What you need to do
List each line below that contains the string "pinnacle", copying every such line in full.

Record list
— Start —

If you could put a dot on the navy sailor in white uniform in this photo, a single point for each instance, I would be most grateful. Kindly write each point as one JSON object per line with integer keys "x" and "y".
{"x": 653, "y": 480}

— End —
— Start —

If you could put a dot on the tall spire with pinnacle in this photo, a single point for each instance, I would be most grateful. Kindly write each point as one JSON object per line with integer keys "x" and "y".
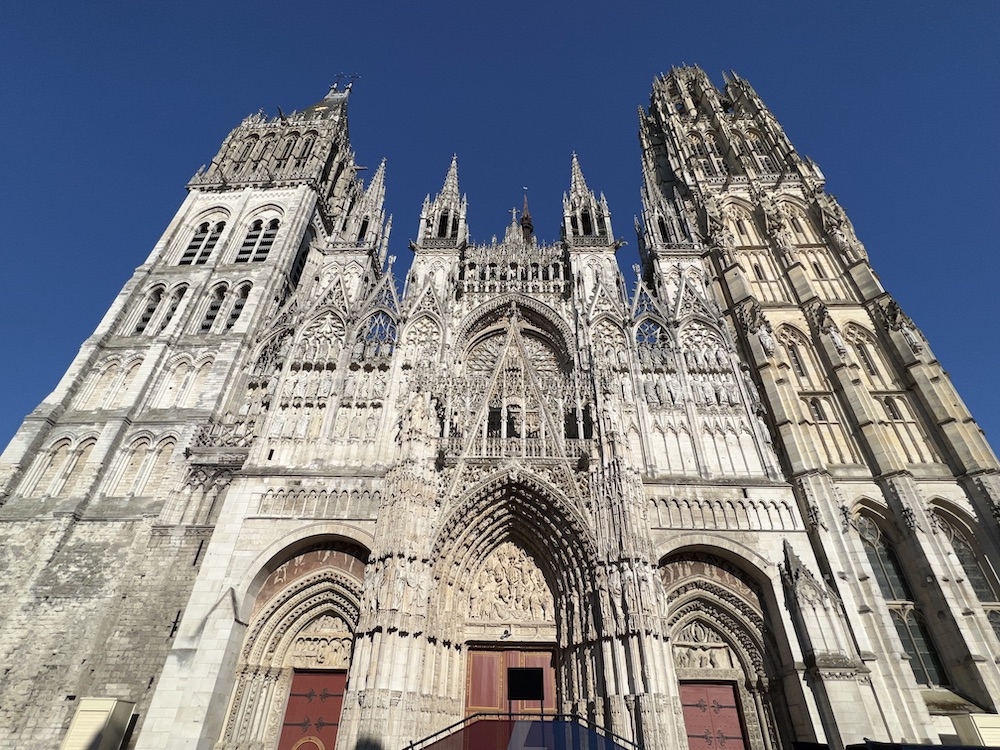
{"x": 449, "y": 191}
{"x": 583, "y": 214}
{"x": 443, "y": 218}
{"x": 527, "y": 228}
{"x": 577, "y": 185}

— End —
— Start —

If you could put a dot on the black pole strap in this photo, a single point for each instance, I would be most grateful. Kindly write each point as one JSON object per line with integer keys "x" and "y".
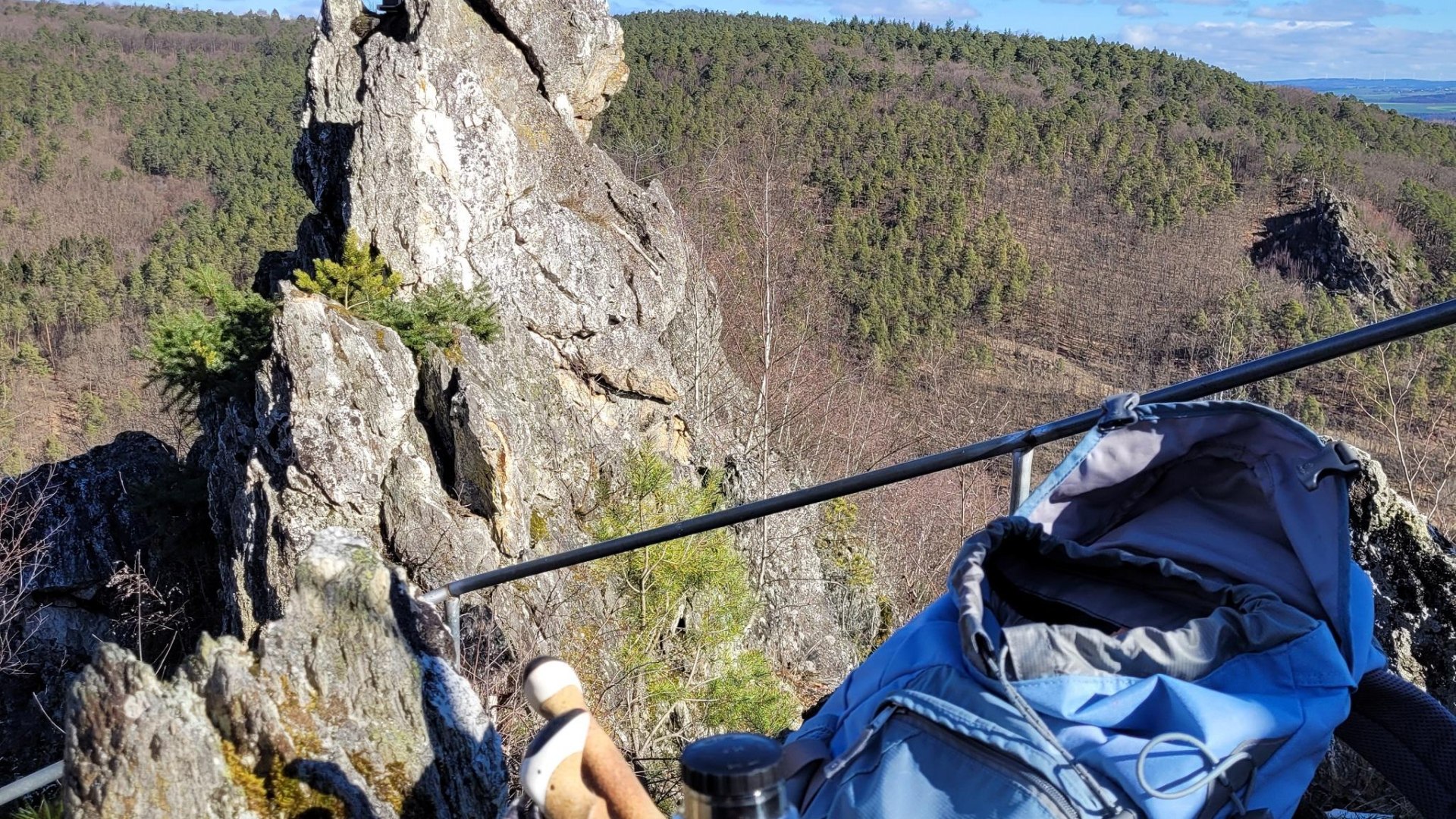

— End —

Task output
If you could put a dot on the tall spire with pinnacle in this photo, a single point for each instance, I would be most grateful. Kindly write each point as one JSON object per line with integer keys "x" and "y".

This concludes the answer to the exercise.